SET TASK — Format every line of the material below as a Markdown table with two columns, Number and Content, omitting blank lines.

INPUT RECORDS —
════
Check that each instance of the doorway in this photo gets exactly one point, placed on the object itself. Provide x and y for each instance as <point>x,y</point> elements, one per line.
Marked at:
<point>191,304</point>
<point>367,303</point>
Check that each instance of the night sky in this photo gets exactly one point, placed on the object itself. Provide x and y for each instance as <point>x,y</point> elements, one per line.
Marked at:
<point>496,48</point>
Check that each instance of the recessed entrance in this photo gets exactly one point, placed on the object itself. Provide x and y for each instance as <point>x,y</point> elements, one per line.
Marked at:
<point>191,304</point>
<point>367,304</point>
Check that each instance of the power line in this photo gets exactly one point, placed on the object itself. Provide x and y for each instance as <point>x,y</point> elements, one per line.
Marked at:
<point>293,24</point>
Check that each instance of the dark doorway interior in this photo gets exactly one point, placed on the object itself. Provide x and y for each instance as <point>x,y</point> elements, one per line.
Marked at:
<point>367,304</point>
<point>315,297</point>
════
COMPLETED TASK —
| Number | Content |
|---|---|
| 1 | Check that each instance of the doorway in this photo gets exactly one point, placed on the object itself. Provide x and y for each instance as <point>x,y</point> elements, one per line. |
| 2 | Marked at: |
| 3 | <point>191,304</point> |
| 4 | <point>367,303</point> |
| 5 | Check that each instance of the night sky in this photo gets exactly one point, placed on the object itself. Provide x and y for each instance as <point>x,y</point> elements, one per line. |
| 6 | Marked at: |
| 7 | <point>496,48</point> |
| 8 | Check that each instance of the recessed entrance in this photo gets exactly one point, placed on the object itself. Provide x and y for each instance as <point>x,y</point> elements, one per line. |
| 9 | Marked at: |
| 10 | <point>191,304</point> |
| 11 | <point>367,304</point> |
| 12 | Check that each instance of the power line in this photo gets exactly one point, placed on the object itself. Provide x and y for each instance as <point>x,y</point> elements, one per line. |
| 13 | Marked at: |
| 14 | <point>293,24</point> |
| 15 | Check that each instance of the dark doorway interior in this photo gets exactly one point, placed on the object itself. Provide x and y for each instance as <point>x,y</point> elements, one per line. |
| 16 | Marked at: |
| 17 | <point>367,304</point> |
| 18 | <point>315,297</point> |